— Goal of the exercise —
From the line containing "Find the sky" through the last line of the material, copy every line exactly, both ends inclusive; do not copy pictures.

— Records for processing —
■ ■ ■ ■ ■

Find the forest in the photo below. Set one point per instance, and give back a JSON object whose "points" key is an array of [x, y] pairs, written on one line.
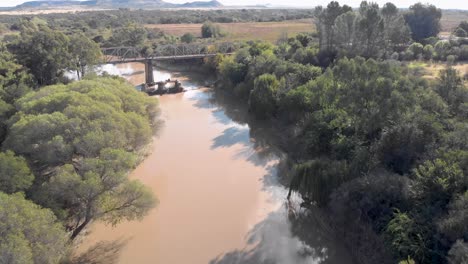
{"points": [[66, 147], [381, 149], [378, 147]]}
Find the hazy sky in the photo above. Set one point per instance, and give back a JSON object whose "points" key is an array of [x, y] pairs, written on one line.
{"points": [[446, 4]]}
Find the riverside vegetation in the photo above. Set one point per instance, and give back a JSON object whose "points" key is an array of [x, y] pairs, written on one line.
{"points": [[375, 145], [379, 148], [66, 149]]}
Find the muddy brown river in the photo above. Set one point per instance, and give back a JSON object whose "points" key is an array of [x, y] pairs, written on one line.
{"points": [[219, 198]]}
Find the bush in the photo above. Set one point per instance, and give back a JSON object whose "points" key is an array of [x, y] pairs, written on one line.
{"points": [[262, 100], [188, 38], [210, 30], [428, 52]]}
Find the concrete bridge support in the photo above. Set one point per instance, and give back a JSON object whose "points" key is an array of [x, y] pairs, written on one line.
{"points": [[149, 78]]}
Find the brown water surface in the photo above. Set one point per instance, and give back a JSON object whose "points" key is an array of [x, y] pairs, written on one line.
{"points": [[218, 198]]}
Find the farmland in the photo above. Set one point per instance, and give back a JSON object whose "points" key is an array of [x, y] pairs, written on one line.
{"points": [[269, 31]]}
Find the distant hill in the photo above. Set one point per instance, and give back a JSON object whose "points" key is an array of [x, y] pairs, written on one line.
{"points": [[201, 4], [140, 4]]}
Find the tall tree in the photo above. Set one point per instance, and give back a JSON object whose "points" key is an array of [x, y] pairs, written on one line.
{"points": [[424, 21], [370, 30], [45, 52], [397, 32], [30, 234], [99, 190], [15, 174], [325, 20], [85, 54]]}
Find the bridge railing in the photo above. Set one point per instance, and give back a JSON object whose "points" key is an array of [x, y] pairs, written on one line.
{"points": [[124, 54]]}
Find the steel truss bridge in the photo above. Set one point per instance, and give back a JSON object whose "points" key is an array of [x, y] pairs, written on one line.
{"points": [[117, 55]]}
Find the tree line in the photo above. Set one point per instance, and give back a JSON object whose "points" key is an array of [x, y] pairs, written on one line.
{"points": [[381, 149], [66, 148]]}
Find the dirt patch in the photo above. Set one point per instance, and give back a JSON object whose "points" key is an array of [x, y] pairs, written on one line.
{"points": [[431, 70]]}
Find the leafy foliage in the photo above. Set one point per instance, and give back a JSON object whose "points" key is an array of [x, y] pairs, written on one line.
{"points": [[15, 174], [30, 234]]}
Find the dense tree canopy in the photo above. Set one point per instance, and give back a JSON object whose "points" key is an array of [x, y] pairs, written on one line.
{"points": [[369, 140], [424, 21], [30, 234], [82, 140]]}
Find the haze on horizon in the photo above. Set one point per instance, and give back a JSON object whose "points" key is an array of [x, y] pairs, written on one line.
{"points": [[447, 4]]}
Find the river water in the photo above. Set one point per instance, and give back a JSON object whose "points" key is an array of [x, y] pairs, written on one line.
{"points": [[219, 197]]}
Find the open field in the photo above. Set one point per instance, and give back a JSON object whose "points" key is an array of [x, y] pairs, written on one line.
{"points": [[431, 70], [269, 31]]}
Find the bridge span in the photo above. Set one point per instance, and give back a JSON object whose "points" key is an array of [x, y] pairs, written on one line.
{"points": [[166, 52]]}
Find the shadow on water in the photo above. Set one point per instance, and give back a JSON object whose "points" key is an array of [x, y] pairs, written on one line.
{"points": [[284, 237], [103, 252], [288, 234]]}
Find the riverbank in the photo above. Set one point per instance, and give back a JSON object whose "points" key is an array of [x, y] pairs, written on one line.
{"points": [[220, 200]]}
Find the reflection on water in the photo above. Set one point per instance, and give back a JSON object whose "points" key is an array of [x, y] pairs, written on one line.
{"points": [[220, 200]]}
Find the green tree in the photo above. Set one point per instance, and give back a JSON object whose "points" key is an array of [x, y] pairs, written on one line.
{"points": [[428, 52], [15, 174], [188, 38], [82, 139], [324, 22], [45, 52], [405, 237], [397, 31], [30, 234], [210, 30], [262, 100], [85, 54], [370, 30], [100, 190], [424, 21]]}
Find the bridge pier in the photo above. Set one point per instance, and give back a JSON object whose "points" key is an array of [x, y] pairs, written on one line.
{"points": [[149, 77]]}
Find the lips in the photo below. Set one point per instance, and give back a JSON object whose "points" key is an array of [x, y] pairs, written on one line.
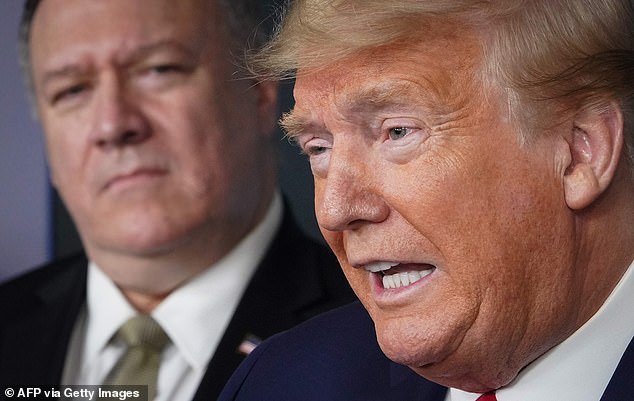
{"points": [[134, 175], [398, 275]]}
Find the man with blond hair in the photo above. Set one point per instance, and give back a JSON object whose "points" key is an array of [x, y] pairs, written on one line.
{"points": [[474, 176], [163, 152]]}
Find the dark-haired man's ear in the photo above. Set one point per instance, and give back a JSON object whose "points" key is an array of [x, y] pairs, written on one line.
{"points": [[595, 145], [267, 105]]}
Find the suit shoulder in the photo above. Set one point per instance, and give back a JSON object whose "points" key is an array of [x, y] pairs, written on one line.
{"points": [[315, 361], [59, 274]]}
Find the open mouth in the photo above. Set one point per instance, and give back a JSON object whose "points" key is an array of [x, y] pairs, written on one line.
{"points": [[398, 275]]}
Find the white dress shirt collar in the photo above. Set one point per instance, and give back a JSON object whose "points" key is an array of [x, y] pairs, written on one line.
{"points": [[194, 316], [580, 368]]}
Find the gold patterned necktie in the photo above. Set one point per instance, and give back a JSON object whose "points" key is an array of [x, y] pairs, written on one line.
{"points": [[139, 364]]}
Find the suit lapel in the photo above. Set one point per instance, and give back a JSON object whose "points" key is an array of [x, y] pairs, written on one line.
{"points": [[37, 336], [621, 386]]}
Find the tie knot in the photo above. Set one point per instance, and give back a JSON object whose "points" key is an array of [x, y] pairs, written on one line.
{"points": [[143, 331], [487, 397]]}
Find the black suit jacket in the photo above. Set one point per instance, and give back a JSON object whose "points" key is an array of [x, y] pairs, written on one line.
{"points": [[336, 357], [297, 279]]}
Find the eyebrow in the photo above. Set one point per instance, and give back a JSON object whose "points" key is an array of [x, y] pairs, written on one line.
{"points": [[371, 99], [74, 67]]}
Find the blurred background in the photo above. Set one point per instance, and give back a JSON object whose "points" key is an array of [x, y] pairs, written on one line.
{"points": [[34, 226]]}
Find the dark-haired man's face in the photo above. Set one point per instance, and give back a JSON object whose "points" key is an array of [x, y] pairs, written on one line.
{"points": [[152, 142], [454, 235]]}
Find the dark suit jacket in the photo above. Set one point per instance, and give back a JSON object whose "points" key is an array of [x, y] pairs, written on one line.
{"points": [[335, 357], [297, 279]]}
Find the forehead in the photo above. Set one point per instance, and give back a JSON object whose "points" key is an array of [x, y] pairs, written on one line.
{"points": [[438, 68], [61, 26]]}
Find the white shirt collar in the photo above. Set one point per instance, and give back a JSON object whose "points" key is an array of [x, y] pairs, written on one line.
{"points": [[579, 368], [194, 316]]}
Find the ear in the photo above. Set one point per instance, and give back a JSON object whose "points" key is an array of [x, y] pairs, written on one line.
{"points": [[267, 105], [595, 150]]}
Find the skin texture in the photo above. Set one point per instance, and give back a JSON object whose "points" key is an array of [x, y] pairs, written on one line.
{"points": [[159, 151], [423, 168]]}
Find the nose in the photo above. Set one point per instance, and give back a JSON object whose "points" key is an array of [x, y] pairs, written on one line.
{"points": [[118, 118], [349, 197]]}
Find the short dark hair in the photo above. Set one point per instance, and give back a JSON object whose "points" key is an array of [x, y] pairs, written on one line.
{"points": [[246, 20]]}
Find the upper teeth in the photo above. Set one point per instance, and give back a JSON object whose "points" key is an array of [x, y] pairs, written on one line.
{"points": [[403, 279], [379, 266]]}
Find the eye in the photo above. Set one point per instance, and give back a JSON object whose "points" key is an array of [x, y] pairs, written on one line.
{"points": [[166, 68], [314, 150], [68, 93], [397, 133]]}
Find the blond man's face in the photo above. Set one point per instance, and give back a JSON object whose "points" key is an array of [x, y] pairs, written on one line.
{"points": [[455, 237]]}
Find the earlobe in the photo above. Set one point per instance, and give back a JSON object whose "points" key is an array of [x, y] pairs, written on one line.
{"points": [[595, 146]]}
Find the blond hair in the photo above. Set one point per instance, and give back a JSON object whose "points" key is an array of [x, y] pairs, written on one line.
{"points": [[542, 52]]}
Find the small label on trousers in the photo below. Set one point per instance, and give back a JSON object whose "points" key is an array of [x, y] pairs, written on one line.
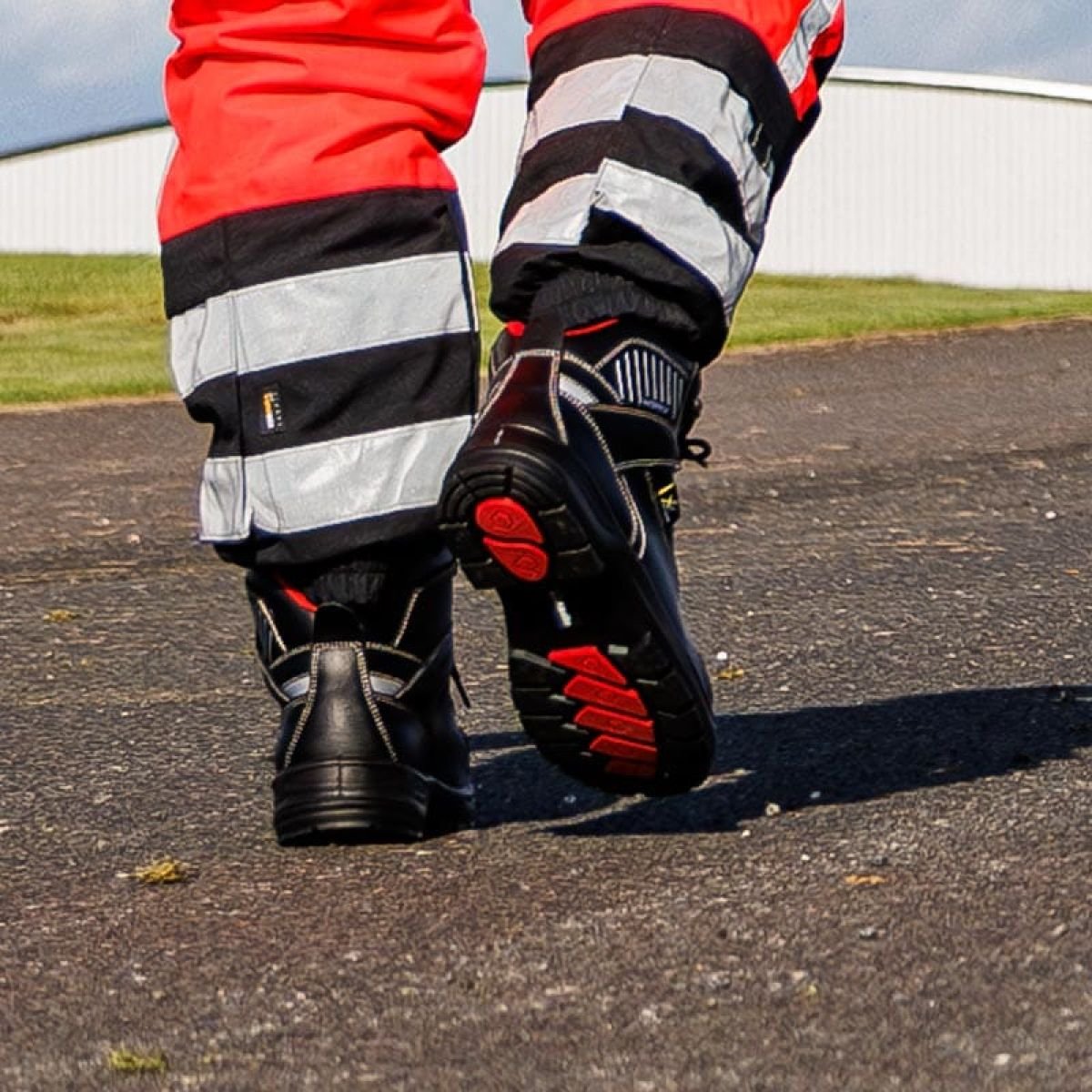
{"points": [[272, 420]]}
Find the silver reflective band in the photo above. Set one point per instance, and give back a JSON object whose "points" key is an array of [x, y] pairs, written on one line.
{"points": [[320, 315], [671, 214], [796, 57], [320, 485], [687, 92]]}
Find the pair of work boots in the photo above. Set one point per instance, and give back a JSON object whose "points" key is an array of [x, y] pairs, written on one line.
{"points": [[562, 500]]}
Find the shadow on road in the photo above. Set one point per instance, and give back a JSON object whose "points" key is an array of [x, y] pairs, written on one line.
{"points": [[806, 757]]}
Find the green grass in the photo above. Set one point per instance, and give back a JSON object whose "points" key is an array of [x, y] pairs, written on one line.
{"points": [[86, 328]]}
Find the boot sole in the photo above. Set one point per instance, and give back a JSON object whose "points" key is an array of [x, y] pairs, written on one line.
{"points": [[349, 803], [599, 681]]}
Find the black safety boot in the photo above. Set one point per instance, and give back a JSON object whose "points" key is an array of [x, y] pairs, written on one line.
{"points": [[563, 500], [369, 747]]}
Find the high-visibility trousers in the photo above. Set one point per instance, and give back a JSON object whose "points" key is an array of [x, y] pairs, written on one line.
{"points": [[314, 255]]}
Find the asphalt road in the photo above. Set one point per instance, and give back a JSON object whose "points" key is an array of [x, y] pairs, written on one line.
{"points": [[885, 885]]}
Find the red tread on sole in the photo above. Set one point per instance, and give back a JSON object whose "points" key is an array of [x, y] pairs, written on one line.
{"points": [[596, 693], [588, 661], [616, 724], [522, 561], [505, 518]]}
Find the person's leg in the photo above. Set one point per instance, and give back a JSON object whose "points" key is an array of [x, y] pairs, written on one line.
{"points": [[322, 322], [656, 136]]}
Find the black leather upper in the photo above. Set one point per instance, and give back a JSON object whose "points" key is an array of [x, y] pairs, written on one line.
{"points": [[371, 689]]}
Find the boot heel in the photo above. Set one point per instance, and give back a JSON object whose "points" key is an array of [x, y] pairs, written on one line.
{"points": [[349, 802]]}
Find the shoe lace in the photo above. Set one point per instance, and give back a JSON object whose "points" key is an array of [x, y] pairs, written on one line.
{"points": [[693, 448], [696, 450]]}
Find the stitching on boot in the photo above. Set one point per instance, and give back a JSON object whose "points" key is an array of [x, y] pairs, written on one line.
{"points": [[369, 698]]}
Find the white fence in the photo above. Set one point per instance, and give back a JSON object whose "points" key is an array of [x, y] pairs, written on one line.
{"points": [[976, 181]]}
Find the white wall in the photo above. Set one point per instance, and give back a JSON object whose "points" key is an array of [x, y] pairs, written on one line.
{"points": [[970, 180], [982, 183]]}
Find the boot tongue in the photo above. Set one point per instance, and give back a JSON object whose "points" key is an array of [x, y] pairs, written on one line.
{"points": [[336, 623], [638, 371]]}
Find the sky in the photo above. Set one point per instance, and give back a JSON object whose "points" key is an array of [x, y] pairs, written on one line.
{"points": [[69, 68]]}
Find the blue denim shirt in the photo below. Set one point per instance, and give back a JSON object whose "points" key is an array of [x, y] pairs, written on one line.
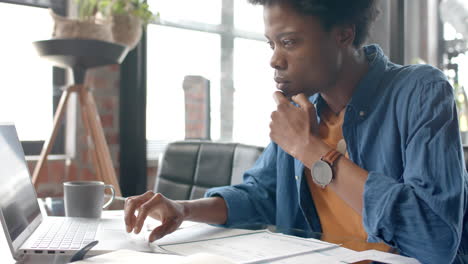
{"points": [[401, 126]]}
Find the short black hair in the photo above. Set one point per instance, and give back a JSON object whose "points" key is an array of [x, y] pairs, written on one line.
{"points": [[360, 13]]}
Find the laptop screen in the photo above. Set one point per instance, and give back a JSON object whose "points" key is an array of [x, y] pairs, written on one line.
{"points": [[18, 201]]}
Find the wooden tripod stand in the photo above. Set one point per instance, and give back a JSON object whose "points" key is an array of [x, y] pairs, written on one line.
{"points": [[80, 55], [92, 124]]}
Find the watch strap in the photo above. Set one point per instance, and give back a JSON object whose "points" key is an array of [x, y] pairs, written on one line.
{"points": [[331, 157]]}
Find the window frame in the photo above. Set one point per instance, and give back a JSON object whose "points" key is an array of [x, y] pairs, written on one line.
{"points": [[228, 33], [33, 148]]}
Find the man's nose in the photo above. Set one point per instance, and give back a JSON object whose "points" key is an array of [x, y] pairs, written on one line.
{"points": [[277, 61]]}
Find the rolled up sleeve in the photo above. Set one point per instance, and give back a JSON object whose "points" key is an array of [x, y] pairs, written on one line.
{"points": [[421, 214], [254, 201]]}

■ ■ ■ ■ ■

— Answer for the task —
Find the sky in the photo above. Set one point per instance, and give back a JSON object whose "points" key is an array of [x, y] pairs, written on one line.
{"points": [[69, 68]]}
Find the blue denim shirt in the photo below. Set one point per instance, and give back a JSON object whose "points" key is an array of [x, y] pairs, written on one line.
{"points": [[401, 126]]}
Find the short black hair in the photo above. Set one point per instance, and give back a JSON object whose "points" key is an array of [x, y] pairs, written on one line.
{"points": [[360, 13]]}
Find the laptop screen in the photo above. Set one point per instance, and give back a JSON object whose "points" key is an array of [x, y] pairs, written on one line.
{"points": [[18, 201]]}
Find the wooden tripod stand in the photo above. Set one point per instance, and give back a JSON object whose "points" key is an array of [x, y] pairs, written on one line.
{"points": [[80, 55], [92, 124]]}
Find the watch strap in the photo above. Set one point per instance, and give back a JSON object whose "points" key is an array of [x, y] pairs, written on one line.
{"points": [[331, 157]]}
Find the window frame in the photo above. Set one point per instance, and give back a JSON object whose "points" key is an array of [x, y] pairs, written on one line.
{"points": [[228, 33], [33, 148]]}
Find the man's nose in the photo above. Set one point per instance, and give back a JSON object whose "points" key is an array of [x, y] pairs, written on one line.
{"points": [[277, 61]]}
Find the rolled up sleeve in the photo above. Set one point per instance, and give back a JSON object whose "points" key is an array of [x, y] pairs, written on one line.
{"points": [[421, 214], [254, 201]]}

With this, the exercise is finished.